• **TEXT**

---------------

Holidaymakers have described their desperate efforts to save a family caught in “very rough” surf off an isolated Coromandel beach where at least one died yesterday.
A water, air and land search continues today for a missing person in the water at Opoutere Beach, north of Whangamatā.
A survivor has been discharged from Thames Hospital while another is in Waikato Hospital recovering but is in a stable condition.
Acting Senior Sergeant Will Hamilton of the Whangamata Police said a fixed-winged aircraft to search the area from the air while searches will also be carried out along the shoreline and on the water.
“Police ask that anyone who finds items of interest on the coastline to please hand them in to police at Whangamata Surf Club,” said Hamilton.
Six people, out of a group of seven were seen waving their arms for help in the water before they were pulled from the ocean but one person “was unable to be revived”, police said.
One of the group was airlifted to hospital in a critical condition after emergency services launched a massive response at 11.27am.
Kathy Le Haavre was on holiday and showing Tony Brooks a beach she was familiar with from her childhood when the pair spotted a man being dragged out to sea.
“We said, ‘oh God, let’s go’ and we just ran [to help],” Le Haavre told the Herald.
Le Haavre, a nurse, spent half an hour giving the man CPR before paramedics arrived on the scene but he was later confirmed to have died.
“On a little beach like that, there was a woman I knew, a doctor, and two other nurses.”
Brooks, who has worked on a rescue helicopter and is a former surf lifesaver, also helped resuscitate a teenage boy and empty his lungs of water.
“It’s always a great relief when the first spew comes out. He improved slowly as the minutes went on,” Brooks said.
“He was unresponsive, but then I saw some eye movement, then some hand movement, and then he could breathe on his own.”
He said he and two other people gave the boy CPR and compressions.
“Ultimately, we got him back pretty quickly, in about two or three minutes.”
The teenage boy was airlifted to Waikato Hospital in a critical condition.
Both Brooks and Le Haavre believed the group was a family as they comforted a woman on the beach who they understood was the dead man’s wife.
“To lose her husband in front of her eyes and to know her son [still missing] hadn’t come in must be really tough.
“She had her whole family there. Her son lost his dad.” Brooks said.
“Can you imagine the heartache?”
The pair spoke to the Herald while they were driving home and Le Haarve said she was still running on adrenaline.
“It’s a tragedy and absolutely awful what’s happened,” she said.
Brooks said: “’Hero’ is not ... a term I would use, just a committed bunch of people with different skills who chipped in.
“They risked their lives in that surf. It was really big out the back. The message I want to come through is: well done to those who helped.”
Le Haavre and Brooks said the surf was “very rough”.
A St John Ambulance spokesperson said three helicopters and three ambulances went to the scene.
Along with the teen boy in a critical condition another, in a moderate condition, was taken to Thames Hospital. Three other people were in a minor condition.
Yesterday’s emergency came less than 24 hours after a man went missing in the water in Whangamatā on Tuesday.
A police spokesperson said emergency services responded to a report of a man missing near the estuary, shortly after 6pm.
A rescue helicopter found him but he was unable to be revived.

---------------

• **ASSIGNED TASK 1**
Name every person whom the news report identifies by both a first name and a surname.
• **ASSIGNED TASK 2**
Print the passage of the news report between "Le Haavre and" and "to be revived.", inclusive.
The data that follows is not required for either task.

---------------

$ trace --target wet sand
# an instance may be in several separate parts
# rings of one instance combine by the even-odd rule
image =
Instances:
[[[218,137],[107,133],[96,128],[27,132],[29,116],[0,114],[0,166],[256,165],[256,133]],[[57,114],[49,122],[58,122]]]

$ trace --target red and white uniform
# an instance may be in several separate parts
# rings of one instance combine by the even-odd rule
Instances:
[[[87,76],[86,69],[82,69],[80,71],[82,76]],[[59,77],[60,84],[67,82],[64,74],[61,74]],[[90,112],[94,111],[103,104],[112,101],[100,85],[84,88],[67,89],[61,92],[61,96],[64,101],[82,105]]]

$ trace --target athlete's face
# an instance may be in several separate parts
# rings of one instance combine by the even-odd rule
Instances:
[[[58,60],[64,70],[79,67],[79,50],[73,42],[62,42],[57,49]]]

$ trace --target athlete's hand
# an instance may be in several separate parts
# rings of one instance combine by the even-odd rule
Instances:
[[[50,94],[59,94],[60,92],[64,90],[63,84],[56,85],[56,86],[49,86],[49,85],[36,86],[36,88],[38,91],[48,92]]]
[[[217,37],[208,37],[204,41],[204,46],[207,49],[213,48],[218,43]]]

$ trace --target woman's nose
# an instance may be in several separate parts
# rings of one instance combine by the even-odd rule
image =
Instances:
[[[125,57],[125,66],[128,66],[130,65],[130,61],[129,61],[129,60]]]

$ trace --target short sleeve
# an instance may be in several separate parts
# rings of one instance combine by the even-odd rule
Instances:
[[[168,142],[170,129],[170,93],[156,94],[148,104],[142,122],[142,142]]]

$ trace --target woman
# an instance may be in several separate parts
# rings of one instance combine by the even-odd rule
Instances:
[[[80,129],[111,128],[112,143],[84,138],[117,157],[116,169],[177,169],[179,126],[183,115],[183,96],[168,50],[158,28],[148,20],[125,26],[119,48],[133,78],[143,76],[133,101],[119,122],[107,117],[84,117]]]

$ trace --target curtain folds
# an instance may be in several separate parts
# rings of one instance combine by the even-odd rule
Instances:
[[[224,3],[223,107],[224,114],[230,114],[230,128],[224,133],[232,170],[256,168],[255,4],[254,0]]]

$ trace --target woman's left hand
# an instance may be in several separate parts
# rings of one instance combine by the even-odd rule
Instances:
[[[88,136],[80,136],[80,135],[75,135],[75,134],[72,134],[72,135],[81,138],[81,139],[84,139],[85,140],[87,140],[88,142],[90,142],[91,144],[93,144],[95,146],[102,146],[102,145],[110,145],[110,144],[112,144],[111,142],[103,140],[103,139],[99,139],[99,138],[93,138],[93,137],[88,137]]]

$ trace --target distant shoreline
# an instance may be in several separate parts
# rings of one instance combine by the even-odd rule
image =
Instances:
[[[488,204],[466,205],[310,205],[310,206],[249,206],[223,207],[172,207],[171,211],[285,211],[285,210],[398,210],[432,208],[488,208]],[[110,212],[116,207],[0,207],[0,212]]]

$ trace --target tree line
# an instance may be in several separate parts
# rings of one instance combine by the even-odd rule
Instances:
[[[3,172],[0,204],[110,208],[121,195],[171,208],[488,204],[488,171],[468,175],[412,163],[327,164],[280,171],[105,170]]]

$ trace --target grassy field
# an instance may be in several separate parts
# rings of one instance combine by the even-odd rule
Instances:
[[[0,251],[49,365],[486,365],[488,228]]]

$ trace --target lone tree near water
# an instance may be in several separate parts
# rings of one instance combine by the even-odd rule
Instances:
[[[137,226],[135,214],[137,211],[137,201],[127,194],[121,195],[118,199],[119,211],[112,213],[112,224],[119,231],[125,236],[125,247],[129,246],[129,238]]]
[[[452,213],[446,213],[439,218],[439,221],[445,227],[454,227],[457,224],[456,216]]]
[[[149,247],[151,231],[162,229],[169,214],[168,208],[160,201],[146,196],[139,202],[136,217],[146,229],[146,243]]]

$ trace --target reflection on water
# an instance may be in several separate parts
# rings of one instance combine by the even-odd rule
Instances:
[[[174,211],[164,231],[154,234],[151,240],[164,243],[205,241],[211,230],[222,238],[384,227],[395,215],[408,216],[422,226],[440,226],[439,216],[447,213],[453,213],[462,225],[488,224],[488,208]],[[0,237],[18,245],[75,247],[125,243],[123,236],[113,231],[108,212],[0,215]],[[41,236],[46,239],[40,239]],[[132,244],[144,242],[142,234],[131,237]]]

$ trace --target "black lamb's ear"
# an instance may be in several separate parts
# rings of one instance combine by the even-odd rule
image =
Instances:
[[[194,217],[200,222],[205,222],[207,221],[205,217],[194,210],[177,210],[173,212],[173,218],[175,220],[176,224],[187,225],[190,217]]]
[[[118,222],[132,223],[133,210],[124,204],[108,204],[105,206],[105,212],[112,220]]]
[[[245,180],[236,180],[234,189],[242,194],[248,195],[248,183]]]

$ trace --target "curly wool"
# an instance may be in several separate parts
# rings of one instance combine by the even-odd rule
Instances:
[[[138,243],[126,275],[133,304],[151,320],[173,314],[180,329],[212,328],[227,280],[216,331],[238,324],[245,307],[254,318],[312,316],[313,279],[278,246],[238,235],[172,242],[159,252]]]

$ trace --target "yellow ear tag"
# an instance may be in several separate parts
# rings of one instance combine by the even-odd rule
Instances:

---------------

• **EXERCISE ANSWER 1**
Will Hamilton, Kathy Le Haavre, Tony Brooks

• **EXERCISE ANSWER 2**
Le Haavre and Brooks said the surf was “very rough”.
A St John Ambulance spokesperson said three helicopters and three ambulances went to the scene.
Along with the teen boy in a critical condition another, in a moderate condition, was taken to Thames Hospital. Three other people were in a minor condition.
Yesterday’s emergency came less than 24 hours after a man went missing in the water in Whangamatā on Tuesday.
A police spokesperson said emergency services responded to a report of a man missing near the estuary, shortly after 6pm.
A rescue helicopter found him but he was unable to be revived.